What you need to do
Gather every line of the entries that includes the word "wall".

[Saved entries]
○ ○ ○ ○ ○

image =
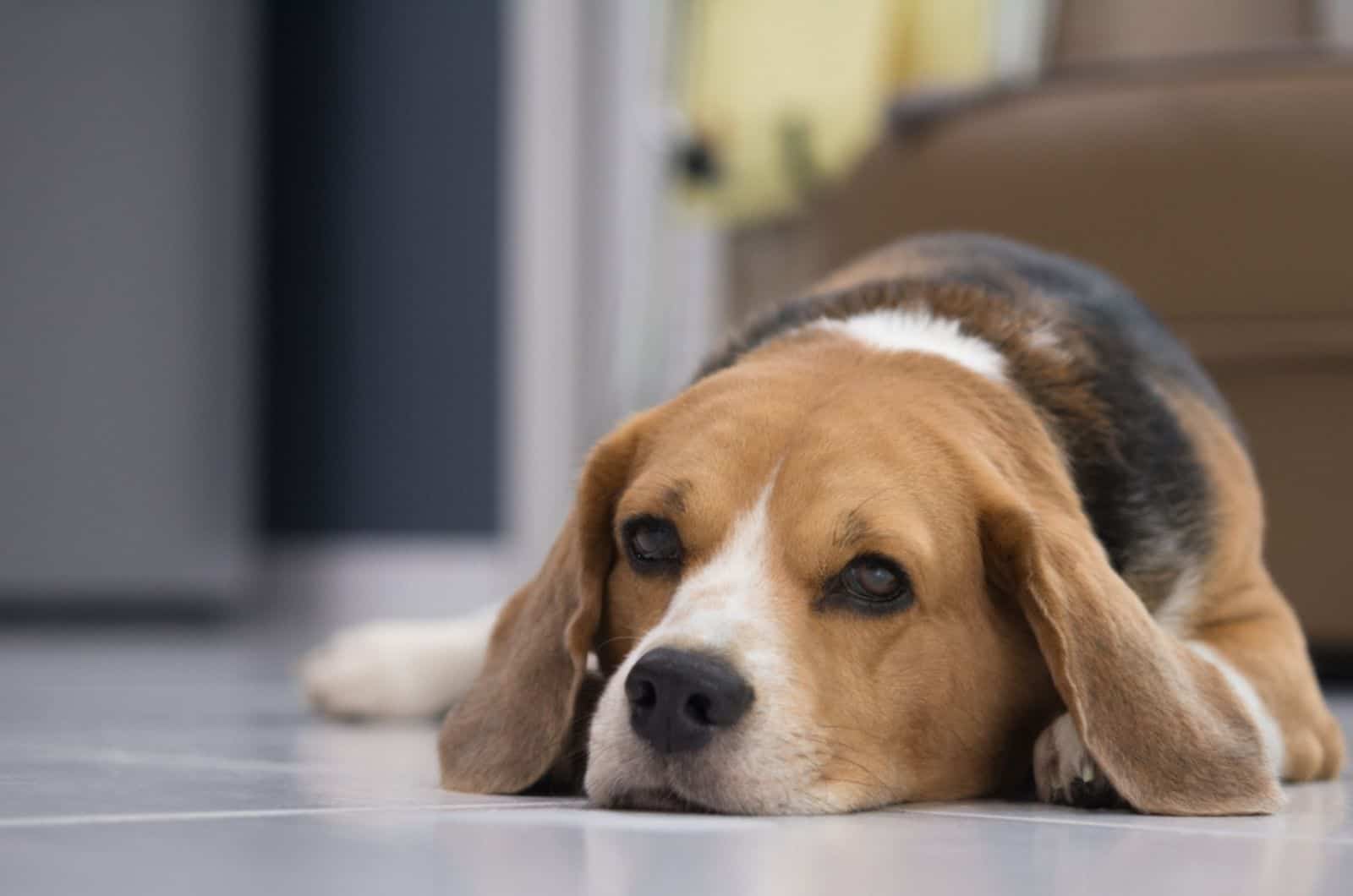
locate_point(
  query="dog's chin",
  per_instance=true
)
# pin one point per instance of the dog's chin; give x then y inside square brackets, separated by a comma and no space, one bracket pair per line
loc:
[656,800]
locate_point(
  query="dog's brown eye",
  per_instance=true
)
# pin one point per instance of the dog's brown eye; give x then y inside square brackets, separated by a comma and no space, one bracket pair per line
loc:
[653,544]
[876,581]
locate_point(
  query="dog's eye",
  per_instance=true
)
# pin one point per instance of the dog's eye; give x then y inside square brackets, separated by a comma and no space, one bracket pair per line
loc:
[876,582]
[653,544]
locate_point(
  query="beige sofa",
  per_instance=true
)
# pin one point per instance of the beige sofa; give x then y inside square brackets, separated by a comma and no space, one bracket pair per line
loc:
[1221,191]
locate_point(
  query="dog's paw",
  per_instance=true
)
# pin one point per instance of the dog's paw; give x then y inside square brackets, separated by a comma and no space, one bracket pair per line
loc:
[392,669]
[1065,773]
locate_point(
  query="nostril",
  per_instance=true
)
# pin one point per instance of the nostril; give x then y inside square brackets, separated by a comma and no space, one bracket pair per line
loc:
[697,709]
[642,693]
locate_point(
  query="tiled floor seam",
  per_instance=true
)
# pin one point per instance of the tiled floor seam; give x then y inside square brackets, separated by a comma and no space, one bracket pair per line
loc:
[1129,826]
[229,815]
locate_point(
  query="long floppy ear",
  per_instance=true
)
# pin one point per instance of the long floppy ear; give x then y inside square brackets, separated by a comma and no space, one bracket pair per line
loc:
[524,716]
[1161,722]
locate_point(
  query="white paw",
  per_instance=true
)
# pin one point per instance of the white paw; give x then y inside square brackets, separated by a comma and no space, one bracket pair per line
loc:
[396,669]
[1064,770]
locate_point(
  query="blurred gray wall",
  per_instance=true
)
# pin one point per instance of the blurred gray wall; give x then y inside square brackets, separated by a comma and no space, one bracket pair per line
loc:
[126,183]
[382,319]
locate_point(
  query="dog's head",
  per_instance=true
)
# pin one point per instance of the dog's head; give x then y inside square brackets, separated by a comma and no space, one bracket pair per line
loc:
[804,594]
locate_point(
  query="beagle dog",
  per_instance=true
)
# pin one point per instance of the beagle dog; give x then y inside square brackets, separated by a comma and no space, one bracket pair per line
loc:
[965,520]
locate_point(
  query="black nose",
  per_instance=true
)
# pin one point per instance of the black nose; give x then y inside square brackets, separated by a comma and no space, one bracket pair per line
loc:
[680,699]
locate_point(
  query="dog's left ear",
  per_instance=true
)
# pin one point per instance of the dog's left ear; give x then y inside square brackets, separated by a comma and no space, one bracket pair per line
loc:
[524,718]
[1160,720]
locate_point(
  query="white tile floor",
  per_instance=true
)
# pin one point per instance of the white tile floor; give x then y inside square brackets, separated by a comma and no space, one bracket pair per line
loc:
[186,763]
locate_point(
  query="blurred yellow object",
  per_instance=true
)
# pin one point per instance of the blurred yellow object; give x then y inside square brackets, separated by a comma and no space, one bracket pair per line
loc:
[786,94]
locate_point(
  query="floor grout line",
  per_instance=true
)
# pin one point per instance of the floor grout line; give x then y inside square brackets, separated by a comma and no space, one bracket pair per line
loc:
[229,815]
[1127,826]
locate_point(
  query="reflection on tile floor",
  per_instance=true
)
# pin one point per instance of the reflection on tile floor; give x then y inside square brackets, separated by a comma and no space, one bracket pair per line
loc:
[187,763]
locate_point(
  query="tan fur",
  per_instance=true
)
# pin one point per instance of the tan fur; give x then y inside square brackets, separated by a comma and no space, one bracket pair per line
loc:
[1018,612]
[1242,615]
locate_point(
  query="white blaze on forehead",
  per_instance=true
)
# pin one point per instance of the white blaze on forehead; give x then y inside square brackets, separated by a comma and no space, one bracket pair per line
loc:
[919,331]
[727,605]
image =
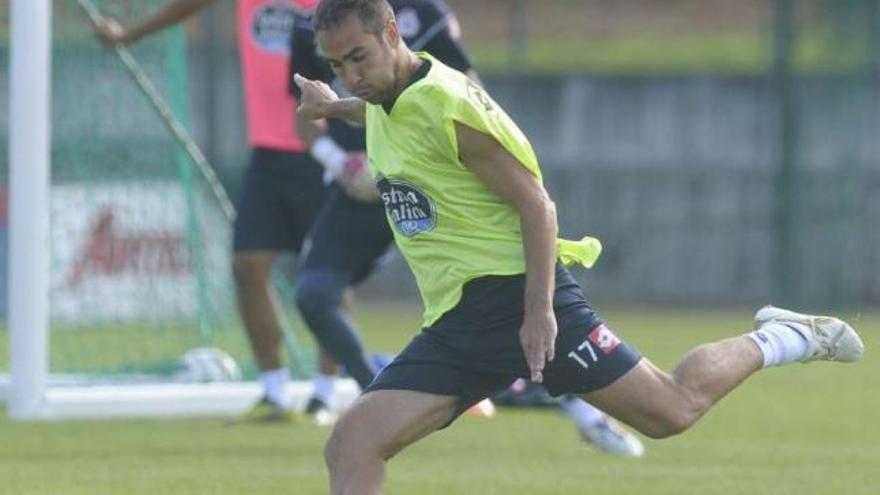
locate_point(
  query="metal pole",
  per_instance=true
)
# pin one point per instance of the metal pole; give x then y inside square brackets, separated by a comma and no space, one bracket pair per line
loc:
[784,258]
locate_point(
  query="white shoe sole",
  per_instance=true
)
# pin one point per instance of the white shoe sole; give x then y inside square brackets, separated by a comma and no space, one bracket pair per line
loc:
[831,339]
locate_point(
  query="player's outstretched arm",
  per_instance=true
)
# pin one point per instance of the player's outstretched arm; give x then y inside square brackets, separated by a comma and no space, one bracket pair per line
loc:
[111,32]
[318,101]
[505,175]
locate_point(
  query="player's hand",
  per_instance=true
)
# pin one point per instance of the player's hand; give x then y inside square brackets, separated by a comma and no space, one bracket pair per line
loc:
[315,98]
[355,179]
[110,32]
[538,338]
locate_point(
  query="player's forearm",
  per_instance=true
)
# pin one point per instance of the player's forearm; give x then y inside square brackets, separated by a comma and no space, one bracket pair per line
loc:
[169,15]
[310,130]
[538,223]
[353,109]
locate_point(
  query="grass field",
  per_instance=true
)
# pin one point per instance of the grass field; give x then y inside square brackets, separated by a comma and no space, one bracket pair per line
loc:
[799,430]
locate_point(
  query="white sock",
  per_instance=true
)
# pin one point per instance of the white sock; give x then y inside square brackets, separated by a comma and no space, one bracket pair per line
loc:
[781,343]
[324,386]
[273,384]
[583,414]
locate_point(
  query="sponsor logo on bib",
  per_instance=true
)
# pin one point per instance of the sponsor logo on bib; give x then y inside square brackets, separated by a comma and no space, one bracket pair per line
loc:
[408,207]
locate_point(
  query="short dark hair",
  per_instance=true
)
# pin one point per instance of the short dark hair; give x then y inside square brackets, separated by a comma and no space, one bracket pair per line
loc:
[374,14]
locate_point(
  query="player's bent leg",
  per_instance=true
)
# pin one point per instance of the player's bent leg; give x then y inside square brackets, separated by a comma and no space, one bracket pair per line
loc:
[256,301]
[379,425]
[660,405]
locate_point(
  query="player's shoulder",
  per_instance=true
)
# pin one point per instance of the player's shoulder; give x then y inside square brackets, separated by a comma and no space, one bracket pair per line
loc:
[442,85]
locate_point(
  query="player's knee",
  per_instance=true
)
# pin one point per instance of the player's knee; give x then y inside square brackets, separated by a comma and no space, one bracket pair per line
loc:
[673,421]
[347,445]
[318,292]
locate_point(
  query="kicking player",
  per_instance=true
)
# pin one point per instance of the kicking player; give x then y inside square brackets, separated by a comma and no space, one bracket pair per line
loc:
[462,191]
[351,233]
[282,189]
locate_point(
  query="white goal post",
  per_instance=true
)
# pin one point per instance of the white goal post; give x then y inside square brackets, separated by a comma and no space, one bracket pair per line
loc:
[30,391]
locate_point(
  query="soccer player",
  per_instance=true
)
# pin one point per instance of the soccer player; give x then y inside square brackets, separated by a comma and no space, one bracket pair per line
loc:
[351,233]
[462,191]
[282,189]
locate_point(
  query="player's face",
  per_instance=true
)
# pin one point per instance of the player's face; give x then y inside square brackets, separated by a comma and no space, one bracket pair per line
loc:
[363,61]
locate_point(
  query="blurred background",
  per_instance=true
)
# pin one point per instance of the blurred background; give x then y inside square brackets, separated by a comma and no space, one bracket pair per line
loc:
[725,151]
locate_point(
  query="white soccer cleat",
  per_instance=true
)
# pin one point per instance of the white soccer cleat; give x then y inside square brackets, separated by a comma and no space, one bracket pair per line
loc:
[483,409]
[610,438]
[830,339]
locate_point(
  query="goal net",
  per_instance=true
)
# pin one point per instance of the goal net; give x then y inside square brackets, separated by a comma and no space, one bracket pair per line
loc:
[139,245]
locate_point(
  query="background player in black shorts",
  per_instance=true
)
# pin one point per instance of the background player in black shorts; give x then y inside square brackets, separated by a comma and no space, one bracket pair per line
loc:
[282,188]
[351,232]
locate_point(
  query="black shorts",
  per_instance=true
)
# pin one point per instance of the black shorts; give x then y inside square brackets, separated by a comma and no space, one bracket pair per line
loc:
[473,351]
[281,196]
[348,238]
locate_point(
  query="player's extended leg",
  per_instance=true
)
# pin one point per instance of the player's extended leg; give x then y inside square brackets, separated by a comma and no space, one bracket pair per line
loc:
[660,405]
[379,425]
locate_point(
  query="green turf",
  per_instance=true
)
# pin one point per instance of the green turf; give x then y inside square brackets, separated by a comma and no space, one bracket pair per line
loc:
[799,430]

○ ○ ○ ○ ○

Task output
  query="blurred gray wall",
# pin one point per instance of the blurred gray wall; give x then y inside square brackets, separated by a comma and no space, one bracket pair per line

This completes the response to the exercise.